* Provided passage
◆ ◆ ◆ ◆ ◆ ◆ ◆
Hello,
apologies in advance this is gonna be a long one!
After my DS was born (he's nearly 2 now) I was diagnosed with PND (history of depression before this) and a lot of it would stem from comparing my life to others, basically why I felt the way I did and others who took motherhood in their stride so easily and looked like they had it all.
Fast forward to now, a family member also has a little one close in age to my DS (they're second cousins, in no way compared to each other in terms of milestones etc by anyone else)
However my DS is showing some signs of a speech delay although getting better by the day, he's not yet potty trained (have made another thread on this) and I constantly compare my life to others (jealousy almost of me and my DP renting rather than have bought a house, I am only just starting my uni degree rather than being qualified and always feeling like I'm not doing enough for DS - we can't afford the latest brands like others, haven't potty trained him yet and do watch our pennies so he gets everything he needs but I always feel like I need to give him more to compensate not feeling so down about how shit of a parent I feel)
◆ ◆ ◆ ◆ ◆ ◆ ◆
* Data provided
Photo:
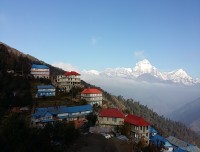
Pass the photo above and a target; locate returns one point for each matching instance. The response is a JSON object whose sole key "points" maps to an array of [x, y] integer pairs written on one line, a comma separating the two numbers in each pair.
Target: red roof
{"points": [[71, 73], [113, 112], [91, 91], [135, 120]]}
◆ ◆ ◆ ◆ ◆ ◆ ◆
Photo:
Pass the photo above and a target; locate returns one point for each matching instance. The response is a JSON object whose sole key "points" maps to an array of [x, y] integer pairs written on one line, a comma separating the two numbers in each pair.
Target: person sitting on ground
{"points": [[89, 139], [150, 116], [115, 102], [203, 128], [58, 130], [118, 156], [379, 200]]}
◆ ◆ ◆ ◆ ◆ ◆ ◆
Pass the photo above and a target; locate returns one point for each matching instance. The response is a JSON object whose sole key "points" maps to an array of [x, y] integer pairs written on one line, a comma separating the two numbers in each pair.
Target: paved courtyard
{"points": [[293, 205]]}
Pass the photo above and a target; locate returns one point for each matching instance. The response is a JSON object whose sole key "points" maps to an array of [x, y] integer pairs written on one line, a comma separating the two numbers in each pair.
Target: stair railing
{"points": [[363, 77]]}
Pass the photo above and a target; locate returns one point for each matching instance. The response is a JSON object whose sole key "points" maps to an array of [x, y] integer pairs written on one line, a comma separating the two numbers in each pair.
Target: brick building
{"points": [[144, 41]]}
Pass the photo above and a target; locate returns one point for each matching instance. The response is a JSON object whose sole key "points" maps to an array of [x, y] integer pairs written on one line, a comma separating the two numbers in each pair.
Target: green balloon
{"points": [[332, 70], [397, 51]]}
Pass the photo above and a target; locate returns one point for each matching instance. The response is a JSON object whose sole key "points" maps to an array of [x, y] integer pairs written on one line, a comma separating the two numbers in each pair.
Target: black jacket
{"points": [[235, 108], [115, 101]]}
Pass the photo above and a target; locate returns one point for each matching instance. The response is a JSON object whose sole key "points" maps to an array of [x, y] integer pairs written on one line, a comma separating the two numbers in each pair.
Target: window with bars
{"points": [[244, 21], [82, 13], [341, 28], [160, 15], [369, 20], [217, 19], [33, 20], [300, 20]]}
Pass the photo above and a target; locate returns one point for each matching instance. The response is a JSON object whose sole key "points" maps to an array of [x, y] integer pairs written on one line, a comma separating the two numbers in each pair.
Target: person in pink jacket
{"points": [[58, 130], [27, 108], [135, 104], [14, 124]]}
◆ ◆ ◆ ◆ ◆ ◆ ◆
* Requirement
Reproduce the entire post about postnatal depression and comparing oneself to other parents word for word. Rely only on the post for what follows.

* Task solution
Hello,
apologies in advance this is gonna be a long one!
After my DS was born (he's nearly 2 now) I was diagnosed with PND (history of depression before this) and a lot of it would stem from comparing my life to others, basically why I felt the way I did and others who took motherhood in their stride so easily and looked like they had it all.
Fast forward to now, a family member also has a little one close in age to my DS (they're second cousins, in no way compared to each other in terms of milestones etc by anyone else)
However my DS is showing some signs of a speech delay although getting better by the day, he's not yet potty trained (have made another thread on this) and I constantly compare my life to others (jealousy almost of me and my DP renting rather than have bought a house, I am only just starting my uni degree rather than being qualified and always feeling like I'm not doing enough for DS - we can't afford the latest brands like others, haven't potty trained him yet and do watch our pennies so he gets everything he needs but I always feel like I need to give him more to compensate not feeling so down about how shit of a parent I feel)